» **Region pointing data**:
⁂

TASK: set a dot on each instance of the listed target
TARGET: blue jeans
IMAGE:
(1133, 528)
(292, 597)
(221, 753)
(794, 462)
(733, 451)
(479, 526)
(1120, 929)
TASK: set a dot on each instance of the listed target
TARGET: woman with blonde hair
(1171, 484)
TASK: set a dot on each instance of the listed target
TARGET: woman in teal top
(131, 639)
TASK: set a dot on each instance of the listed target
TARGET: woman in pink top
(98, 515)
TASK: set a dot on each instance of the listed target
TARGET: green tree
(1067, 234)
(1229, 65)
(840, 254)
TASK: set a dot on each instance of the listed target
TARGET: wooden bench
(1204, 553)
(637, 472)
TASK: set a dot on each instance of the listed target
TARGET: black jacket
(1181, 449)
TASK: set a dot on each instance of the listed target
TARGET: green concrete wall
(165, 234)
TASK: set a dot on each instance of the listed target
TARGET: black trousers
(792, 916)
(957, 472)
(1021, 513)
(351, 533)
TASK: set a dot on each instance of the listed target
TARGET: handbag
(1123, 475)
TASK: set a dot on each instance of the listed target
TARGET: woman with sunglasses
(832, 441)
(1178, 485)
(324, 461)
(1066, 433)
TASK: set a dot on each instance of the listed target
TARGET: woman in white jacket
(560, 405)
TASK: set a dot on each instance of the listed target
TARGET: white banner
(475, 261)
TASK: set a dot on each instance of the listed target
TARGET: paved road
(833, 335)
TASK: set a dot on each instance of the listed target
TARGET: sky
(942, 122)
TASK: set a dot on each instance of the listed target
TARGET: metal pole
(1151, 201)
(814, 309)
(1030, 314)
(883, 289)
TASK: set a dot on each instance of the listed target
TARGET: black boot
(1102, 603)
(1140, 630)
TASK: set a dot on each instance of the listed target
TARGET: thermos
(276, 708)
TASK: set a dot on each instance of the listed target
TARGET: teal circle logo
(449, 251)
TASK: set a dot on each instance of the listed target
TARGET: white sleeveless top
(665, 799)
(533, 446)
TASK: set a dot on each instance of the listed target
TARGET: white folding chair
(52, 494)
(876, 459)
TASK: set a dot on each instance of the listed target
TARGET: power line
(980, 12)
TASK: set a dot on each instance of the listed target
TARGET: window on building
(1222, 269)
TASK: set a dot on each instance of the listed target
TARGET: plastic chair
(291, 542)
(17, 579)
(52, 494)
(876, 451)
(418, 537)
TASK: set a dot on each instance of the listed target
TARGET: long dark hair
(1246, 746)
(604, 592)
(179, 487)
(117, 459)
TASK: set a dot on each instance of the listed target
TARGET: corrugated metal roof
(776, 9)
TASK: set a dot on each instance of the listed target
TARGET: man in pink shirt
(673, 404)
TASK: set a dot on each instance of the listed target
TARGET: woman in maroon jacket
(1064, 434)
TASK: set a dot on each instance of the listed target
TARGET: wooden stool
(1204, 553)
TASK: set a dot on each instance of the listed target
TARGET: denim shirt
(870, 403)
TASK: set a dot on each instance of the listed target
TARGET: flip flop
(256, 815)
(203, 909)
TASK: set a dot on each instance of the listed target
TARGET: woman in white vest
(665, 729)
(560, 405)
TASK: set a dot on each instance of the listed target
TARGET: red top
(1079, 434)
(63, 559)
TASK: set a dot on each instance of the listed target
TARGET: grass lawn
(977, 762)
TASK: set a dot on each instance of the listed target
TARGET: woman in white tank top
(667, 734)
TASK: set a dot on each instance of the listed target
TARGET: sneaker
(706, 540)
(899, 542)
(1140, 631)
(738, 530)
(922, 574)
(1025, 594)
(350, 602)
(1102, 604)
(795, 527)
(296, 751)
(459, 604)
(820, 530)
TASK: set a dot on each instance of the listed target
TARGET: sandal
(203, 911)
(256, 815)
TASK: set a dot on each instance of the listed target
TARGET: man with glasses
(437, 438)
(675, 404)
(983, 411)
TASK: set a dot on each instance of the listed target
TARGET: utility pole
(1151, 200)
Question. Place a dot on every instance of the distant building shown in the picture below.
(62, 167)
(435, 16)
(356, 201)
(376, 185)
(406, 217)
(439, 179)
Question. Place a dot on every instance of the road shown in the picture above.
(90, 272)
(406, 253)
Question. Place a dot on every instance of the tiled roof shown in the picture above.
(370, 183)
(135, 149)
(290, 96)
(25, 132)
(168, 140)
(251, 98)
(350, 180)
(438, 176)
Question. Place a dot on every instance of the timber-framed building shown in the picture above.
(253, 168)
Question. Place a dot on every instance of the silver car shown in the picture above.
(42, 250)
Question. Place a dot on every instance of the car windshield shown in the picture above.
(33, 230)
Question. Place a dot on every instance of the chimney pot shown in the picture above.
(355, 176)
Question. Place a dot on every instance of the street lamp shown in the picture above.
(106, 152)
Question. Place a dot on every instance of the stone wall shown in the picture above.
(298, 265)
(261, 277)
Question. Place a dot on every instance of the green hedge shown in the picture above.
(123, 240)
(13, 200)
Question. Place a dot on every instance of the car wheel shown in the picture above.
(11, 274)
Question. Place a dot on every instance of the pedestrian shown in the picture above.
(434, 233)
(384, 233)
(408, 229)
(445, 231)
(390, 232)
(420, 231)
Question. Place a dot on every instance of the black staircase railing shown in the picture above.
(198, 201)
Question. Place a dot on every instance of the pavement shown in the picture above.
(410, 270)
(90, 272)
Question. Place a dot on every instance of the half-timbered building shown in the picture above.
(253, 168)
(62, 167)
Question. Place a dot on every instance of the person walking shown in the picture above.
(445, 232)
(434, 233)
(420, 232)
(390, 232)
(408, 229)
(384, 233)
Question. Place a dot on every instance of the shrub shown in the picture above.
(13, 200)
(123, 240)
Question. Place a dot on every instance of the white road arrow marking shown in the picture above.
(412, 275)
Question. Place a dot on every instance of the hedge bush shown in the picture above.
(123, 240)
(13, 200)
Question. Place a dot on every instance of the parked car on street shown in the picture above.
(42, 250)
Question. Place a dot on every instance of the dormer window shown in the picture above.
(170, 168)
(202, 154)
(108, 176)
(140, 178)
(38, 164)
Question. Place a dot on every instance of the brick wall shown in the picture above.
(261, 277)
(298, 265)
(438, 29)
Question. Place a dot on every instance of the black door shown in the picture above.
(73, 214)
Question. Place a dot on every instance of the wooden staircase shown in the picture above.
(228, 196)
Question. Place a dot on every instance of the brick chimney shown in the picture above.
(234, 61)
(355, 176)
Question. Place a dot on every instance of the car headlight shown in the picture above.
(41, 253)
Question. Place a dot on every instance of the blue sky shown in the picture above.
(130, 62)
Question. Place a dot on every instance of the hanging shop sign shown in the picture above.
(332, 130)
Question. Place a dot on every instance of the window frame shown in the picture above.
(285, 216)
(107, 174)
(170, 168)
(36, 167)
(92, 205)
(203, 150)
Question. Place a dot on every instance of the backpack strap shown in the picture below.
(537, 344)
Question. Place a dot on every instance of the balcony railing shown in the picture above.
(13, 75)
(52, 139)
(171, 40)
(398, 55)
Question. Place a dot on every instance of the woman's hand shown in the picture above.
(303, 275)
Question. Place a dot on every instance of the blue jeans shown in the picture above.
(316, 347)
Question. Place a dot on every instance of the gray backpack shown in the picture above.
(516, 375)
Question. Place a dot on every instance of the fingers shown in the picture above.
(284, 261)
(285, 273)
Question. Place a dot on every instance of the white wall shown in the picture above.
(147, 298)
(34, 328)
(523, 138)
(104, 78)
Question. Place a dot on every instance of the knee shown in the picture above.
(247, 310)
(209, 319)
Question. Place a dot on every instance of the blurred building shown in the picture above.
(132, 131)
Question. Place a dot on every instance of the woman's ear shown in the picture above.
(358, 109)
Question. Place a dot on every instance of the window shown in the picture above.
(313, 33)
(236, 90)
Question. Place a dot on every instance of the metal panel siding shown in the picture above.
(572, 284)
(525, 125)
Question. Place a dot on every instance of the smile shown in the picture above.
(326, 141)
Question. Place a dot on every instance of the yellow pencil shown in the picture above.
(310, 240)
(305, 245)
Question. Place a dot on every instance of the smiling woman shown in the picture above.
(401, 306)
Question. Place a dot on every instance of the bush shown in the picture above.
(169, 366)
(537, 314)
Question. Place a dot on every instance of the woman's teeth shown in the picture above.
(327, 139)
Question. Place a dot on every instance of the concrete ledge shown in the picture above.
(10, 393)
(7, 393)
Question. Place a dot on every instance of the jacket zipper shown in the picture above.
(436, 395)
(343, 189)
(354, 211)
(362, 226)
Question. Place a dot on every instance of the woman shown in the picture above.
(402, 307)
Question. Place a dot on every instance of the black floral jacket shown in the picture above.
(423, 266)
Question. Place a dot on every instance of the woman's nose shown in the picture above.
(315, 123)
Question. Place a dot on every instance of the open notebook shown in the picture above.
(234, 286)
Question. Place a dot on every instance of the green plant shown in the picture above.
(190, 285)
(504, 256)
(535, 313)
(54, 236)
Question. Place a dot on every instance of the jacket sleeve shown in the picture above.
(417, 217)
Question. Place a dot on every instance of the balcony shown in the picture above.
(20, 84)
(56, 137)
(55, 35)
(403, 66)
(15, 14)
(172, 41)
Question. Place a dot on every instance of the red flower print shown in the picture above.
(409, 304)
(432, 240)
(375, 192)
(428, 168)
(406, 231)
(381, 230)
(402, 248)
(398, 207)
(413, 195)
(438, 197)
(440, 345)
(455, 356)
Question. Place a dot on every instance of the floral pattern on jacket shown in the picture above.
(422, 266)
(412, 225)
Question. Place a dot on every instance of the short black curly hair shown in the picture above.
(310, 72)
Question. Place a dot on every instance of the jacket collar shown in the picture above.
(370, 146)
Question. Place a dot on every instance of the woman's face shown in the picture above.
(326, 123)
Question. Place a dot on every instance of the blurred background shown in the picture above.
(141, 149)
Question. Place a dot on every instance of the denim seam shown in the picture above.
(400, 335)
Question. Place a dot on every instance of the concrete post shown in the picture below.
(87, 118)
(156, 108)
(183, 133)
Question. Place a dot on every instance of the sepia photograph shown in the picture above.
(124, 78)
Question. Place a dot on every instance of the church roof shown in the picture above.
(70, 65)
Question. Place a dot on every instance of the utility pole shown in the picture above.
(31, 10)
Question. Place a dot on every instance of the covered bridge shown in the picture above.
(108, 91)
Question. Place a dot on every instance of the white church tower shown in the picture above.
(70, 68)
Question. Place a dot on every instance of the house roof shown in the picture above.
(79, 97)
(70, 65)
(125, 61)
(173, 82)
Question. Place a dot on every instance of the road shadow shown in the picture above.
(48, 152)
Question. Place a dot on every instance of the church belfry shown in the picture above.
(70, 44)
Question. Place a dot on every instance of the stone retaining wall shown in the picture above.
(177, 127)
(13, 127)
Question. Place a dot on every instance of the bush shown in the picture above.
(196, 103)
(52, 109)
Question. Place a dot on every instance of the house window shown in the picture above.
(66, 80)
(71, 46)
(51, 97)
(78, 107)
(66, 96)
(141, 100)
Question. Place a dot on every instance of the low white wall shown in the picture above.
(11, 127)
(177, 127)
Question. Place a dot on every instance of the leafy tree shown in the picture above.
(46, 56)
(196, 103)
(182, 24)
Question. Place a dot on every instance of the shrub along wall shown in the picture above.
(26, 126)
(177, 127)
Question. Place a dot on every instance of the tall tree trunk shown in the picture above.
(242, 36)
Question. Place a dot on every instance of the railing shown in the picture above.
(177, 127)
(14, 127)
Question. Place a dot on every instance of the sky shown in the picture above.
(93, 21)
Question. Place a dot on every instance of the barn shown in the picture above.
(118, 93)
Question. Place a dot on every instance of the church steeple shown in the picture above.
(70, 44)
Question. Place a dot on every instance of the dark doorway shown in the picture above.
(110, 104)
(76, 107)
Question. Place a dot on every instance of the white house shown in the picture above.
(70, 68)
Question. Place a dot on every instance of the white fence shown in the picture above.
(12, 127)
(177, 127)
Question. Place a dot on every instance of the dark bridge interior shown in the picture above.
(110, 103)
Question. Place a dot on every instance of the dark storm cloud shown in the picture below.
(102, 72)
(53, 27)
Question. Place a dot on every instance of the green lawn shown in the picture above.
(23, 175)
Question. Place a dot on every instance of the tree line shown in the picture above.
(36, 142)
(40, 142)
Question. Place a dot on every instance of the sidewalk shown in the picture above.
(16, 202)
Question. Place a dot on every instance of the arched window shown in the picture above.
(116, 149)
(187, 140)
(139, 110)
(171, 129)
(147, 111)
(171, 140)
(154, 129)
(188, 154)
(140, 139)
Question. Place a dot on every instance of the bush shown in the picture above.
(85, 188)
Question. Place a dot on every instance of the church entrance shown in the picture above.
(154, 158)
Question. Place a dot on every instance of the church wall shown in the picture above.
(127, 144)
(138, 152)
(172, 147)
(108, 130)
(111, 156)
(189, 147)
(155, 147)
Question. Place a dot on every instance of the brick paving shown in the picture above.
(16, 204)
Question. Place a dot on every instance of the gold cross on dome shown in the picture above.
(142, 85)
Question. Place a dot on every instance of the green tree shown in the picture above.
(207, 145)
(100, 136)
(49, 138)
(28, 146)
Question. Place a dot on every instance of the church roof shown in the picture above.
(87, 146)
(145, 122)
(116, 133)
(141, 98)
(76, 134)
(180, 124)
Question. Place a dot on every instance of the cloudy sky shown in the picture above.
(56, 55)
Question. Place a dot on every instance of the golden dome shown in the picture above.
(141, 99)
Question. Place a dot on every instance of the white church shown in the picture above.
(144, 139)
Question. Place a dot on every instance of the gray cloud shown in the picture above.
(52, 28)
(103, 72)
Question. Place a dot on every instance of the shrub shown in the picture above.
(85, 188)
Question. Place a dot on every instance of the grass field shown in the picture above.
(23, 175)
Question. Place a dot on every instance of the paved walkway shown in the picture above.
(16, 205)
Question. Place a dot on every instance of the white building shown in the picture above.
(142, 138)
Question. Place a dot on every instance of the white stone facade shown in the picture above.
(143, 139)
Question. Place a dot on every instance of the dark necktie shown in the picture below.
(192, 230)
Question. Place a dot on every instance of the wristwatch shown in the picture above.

⁂

Repeat, without changes, every line from the one that contains "Question. Place a dot on every instance of the green tree" through the final line of the data.

» **ANSWER TO THE EXERCISE**:
Question. Place a dot on every instance of the green tree shown in the picture above.
(207, 145)
(100, 136)
(49, 138)
(28, 146)
Question. Place a dot on every instance of the church roof shown in the picture above.
(87, 146)
(145, 122)
(116, 133)
(141, 98)
(76, 134)
(180, 124)
Question. Place a dot on every instance of the cloudy sky shown in the picture above.
(56, 55)
Question. Place a dot on every instance of the golden dome shown in the picture above.
(141, 99)
Question. Place a dot on every instance of the white church shown in the picture above.
(144, 139)
Question. Place a dot on every instance of the gray cloud shown in the picture above.
(52, 28)
(103, 72)
Question. Place a dot on every instance of the shrub shown in the picture above.
(85, 188)
Question. Place a dot on every instance of the grass field shown in the picture above.
(23, 175)
Question. Place a dot on every instance of the paved walkway shown in the picture above.
(16, 205)
Question. Place a dot on every instance of the white building shown in the picture above.
(142, 138)
Question. Place a dot on every instance of the white stone facade shown in the picture above.
(143, 139)
Question. Place a dot on every instance of the dark necktie shown in the picture below.
(192, 230)
Question. Place a dot on every instance of the wristwatch shown in the picture above.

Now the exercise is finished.